Дмитрий Виленский о ловушке институционального шантажа: ценность современного искусства перед лицом правых консерваторов заставляет мириться с цензурой, непрозрачностью, злоупотреблениями и недостойностью. Вопреки всеобщему мнению, он оспаривает самоценность современного искусства: нужны жёсткая критика, забота и политизация. Только так, считает сооснователь группы «Что делать», русское искусство сможет решить «идиотскую» одержимость своим отставанием от мирового.
Моя позиция может звучать достаточно маргинально, так как именно из-за политической специфики нашей художественной работы (коллектива «Что делать» — его худ. ячейки) у нас типа такая «чёрная метка» — полузапрет на работу в профессии в России. Поэтому у меня очень мизерный опыт работы и взаимодействия с российским институциями искусств, и я много чего могу не понимать и не учитывать. И для меня комментировать ситуацию вокруг конфликта по реализации двух кураторских проектов «Немосквы» довольно сложно: кроме общих фраз, что всегда надо быть на стороне угнетённого.
Сейчас ситуация из-за активности обеих сторон уже вышла в состояние того, что принято называть дистанционным «срачем». А это наиболее мутный способ в чём-то разобраться, тем более что читать десятки страниц заявлений и предъяв очень сложно. Эскалация дистанционного общения, усугубленная (пост)травматическим состоянием пандемии, приводит к коллапсу любого общего дела. Мне кажется, что сторонам надо спокойно всё обсудить в личных встречах и решить ряд практических продюсерских вопросов, тем более что между ними нет никаких политических, эстетических или смысловых разногласий — хочется надеяться, что так и произойдёт в ближайшее время. Конечно, при этом важно снять все нападки на партнёров и принести извинения со стороны большой институции за очевидное профессиональное неумение вести диалог и неуместные административные угрозы.

=== Письменное задание 1 ===
Перепишите, пожалуйста, выбранный текст целиком, ничего в нём не меняя.
Записи, идущие далее, никак не связаны с выбранным текстом.

=== Фрагмент набора данных ===
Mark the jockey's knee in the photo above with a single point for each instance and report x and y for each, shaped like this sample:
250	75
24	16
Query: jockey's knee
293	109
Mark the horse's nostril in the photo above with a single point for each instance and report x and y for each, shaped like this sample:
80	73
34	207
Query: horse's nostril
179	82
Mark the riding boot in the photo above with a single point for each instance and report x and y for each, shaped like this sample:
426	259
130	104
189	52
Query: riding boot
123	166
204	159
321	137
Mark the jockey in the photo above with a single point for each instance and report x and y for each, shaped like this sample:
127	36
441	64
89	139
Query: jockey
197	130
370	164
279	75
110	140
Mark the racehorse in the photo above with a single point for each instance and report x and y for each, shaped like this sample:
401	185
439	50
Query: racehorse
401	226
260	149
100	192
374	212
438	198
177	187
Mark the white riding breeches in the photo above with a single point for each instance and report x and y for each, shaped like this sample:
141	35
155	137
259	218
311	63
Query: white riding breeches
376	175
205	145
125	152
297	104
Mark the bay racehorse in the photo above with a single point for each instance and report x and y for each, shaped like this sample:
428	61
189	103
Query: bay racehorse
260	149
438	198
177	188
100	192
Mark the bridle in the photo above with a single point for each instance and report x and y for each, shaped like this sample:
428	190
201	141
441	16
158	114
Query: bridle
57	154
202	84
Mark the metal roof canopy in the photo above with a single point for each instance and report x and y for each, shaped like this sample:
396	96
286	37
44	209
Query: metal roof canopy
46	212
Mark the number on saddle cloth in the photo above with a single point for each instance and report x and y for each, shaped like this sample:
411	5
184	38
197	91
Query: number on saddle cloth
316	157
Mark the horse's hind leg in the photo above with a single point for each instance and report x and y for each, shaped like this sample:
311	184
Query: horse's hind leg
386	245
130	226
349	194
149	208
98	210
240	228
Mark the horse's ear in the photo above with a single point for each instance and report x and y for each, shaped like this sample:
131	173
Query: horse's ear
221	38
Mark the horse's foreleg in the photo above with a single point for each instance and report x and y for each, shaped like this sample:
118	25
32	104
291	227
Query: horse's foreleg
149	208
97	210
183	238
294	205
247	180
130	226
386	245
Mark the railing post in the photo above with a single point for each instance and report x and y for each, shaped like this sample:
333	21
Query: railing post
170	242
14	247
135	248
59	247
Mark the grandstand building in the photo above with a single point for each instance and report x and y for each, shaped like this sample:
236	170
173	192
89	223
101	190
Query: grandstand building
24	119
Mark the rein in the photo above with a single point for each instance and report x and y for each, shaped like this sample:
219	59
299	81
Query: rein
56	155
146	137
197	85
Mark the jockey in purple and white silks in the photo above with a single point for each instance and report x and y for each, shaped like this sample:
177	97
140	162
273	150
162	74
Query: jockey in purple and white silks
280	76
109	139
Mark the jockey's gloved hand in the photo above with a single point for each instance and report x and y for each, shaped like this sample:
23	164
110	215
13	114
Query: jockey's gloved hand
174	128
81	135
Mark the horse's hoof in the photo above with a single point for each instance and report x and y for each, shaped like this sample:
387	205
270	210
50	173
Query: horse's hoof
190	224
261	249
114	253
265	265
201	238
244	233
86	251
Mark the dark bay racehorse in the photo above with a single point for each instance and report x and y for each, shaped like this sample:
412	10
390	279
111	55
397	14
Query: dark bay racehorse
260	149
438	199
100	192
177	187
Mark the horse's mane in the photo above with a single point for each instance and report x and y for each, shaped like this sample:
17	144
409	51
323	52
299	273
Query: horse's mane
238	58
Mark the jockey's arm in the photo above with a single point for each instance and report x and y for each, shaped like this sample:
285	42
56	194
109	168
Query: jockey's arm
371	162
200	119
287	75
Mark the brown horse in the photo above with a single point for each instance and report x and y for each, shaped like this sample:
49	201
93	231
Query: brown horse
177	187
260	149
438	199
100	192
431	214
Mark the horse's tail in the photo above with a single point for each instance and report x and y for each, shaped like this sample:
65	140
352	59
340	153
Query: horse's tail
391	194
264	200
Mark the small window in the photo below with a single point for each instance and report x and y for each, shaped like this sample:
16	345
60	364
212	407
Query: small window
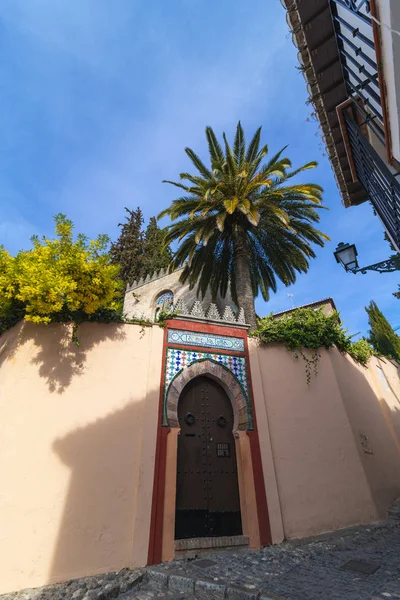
383	379
164	301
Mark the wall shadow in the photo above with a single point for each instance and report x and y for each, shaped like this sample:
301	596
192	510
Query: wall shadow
96	529
374	428
59	359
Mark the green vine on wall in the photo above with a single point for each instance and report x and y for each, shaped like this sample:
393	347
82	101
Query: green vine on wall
312	329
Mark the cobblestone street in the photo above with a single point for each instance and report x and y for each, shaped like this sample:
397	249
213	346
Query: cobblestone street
307	570
355	564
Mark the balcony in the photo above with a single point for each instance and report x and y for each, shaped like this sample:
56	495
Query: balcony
370	170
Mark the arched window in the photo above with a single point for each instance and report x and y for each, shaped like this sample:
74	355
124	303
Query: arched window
164	301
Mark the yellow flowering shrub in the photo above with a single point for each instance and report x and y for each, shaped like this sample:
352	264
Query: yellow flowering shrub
60	275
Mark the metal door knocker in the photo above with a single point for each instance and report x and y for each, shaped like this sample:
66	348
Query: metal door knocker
221	421
190	419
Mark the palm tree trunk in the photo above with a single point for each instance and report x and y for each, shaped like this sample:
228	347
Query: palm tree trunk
244	290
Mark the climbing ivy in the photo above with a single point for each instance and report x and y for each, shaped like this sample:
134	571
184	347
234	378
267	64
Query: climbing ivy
311	329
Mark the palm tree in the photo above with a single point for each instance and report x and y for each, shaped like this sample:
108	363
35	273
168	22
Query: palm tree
241	225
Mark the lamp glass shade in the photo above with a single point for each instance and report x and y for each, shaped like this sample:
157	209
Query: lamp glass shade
347	255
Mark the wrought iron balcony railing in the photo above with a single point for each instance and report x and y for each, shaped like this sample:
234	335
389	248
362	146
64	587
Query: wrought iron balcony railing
356	43
380	184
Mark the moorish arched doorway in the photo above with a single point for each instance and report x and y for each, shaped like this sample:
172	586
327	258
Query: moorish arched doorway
207	489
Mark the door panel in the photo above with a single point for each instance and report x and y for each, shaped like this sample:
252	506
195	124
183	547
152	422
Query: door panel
207	502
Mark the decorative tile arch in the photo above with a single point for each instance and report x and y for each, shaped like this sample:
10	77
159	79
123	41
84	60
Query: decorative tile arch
240	403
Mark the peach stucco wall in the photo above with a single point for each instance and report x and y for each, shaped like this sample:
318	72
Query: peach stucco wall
78	435
318	477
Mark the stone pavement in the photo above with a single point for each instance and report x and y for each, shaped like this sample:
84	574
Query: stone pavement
317	568
356	564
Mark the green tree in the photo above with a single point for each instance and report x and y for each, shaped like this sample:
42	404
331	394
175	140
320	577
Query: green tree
156	255
57	276
382	335
241	224
128	250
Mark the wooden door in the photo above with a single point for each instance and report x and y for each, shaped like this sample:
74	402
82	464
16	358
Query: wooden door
207	494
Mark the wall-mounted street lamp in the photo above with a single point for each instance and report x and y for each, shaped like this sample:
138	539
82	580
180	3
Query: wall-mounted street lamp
346	254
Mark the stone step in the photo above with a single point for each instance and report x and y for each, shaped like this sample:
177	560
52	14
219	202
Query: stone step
188	587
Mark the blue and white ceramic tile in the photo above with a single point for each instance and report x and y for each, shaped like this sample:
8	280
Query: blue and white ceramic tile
206	340
179	359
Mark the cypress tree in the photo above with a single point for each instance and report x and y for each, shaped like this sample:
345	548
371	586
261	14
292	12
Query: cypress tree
382	335
156	256
128	250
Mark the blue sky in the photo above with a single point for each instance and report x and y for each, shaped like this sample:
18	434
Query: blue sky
98	100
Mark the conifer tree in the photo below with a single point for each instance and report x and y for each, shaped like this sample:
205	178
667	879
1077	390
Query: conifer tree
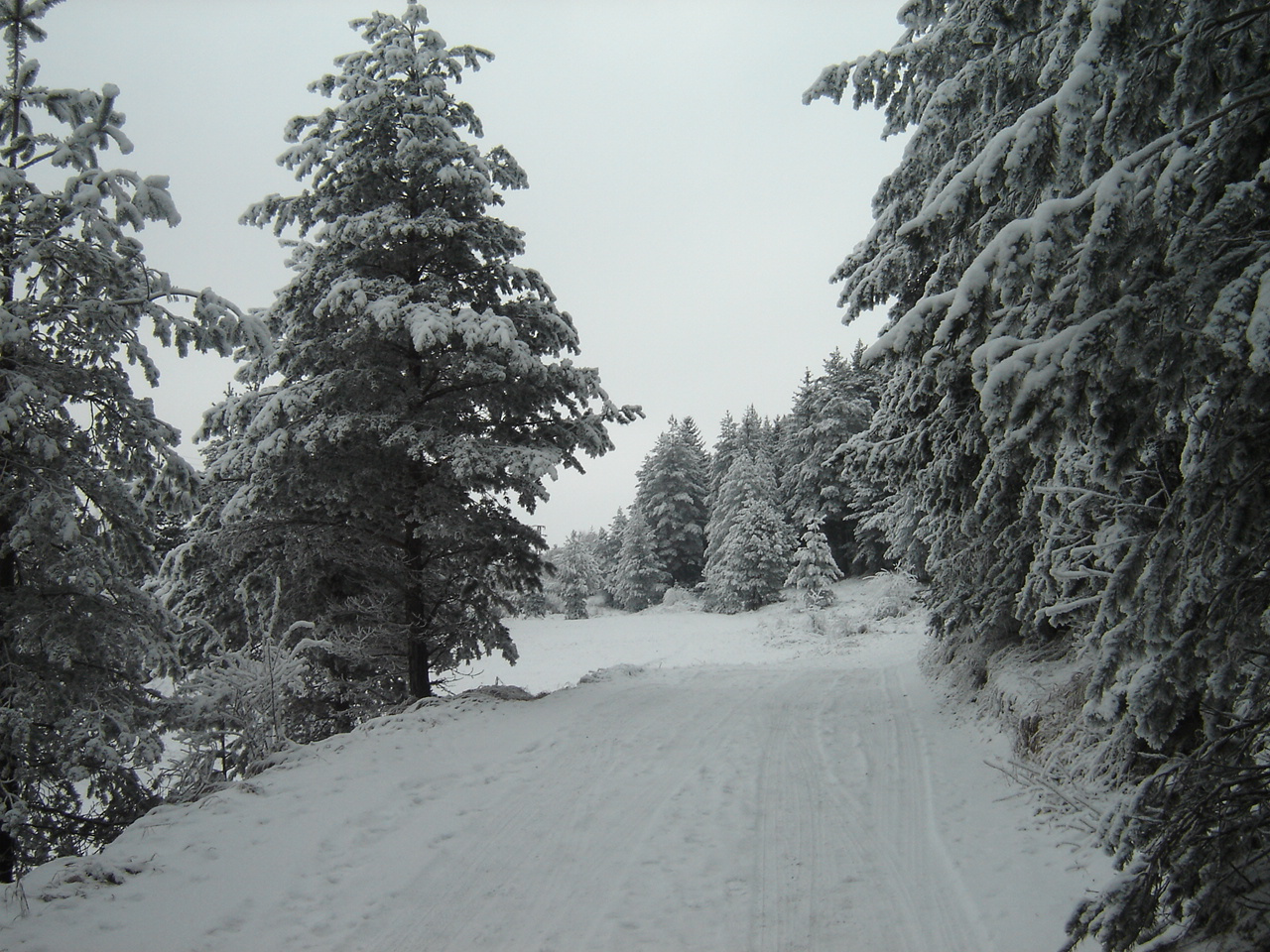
640	578
748	477
85	466
576	572
421	381
1075	425
753	561
672	492
818	480
815	569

=== Письменное задание 2 ===
Соберите из записей все строки, где встречается слово «panel». Регистр букв учитывается.

=== Результат 1 ===
Дмитрий Виленский о ловушке институционального шантажа: ценность современного искусства перед лицом правых консерваторов заставляет мириться с цензурой, непрозрачностью, злоупотреблениями и недостойностью. Вопреки всеобщему мнению, он оспаривает самоценность современного искусства: нужны жёсткая критика, забота и политизация. Только так, считает сооснователь группы «Что делать», русское искусство сможет решить «идиотскую» одержимость своим отставанием от мирового.
Моя позиция может звучать достаточно маргинально, так как именно из-за политической специфики нашей художественной работы (коллектива «Что делать» — его худ. ячейки) у нас типа такая «чёрная метка» — полузапрет на работу в профессии в России. Поэтому у меня очень мизерный опыт работы и взаимодействия с российским институциями искусств, и я много чего могу не понимать и не учитывать. И для меня комментировать ситуацию вокруг конфликта по реализации двух кураторских проектов «Немосквы» довольно сложно: кроме общих фраз, что всегда надо быть на стороне угнетённого.
Сейчас ситуация из-за активности обеих сторон уже вышла в состояние того, что принято называть дистанционным «срачем». А это наиболее мутный способ в чём-то разобраться, тем более что читать десятки страниц заявлений и предъяв очень сложно. Эскалация дистанционного общения, усугубленная (пост)травматическим состоянием пандемии, приводит к коллапсу любого общего дела. Мне кажется, что сторонам надо спокойно всё обсудить в личных встречах и решить ряд практических продюсерских вопросов, тем более что между ними нет никаких политических, эстетических или смысловых разногласий — хочется надеяться, что так и произойдёт в ближайшее время. Конечно, при этом важно снять все нападки на партнёров и принести извинения со стороны большой институции за очевидное профессиональное неумение вести диалог и неуместные административные угрозы.

=== Результат 2 ===
Mark the door panel in the photo above with a single point for each instance and report x and y for each, shaped like this sample:
Query: door panel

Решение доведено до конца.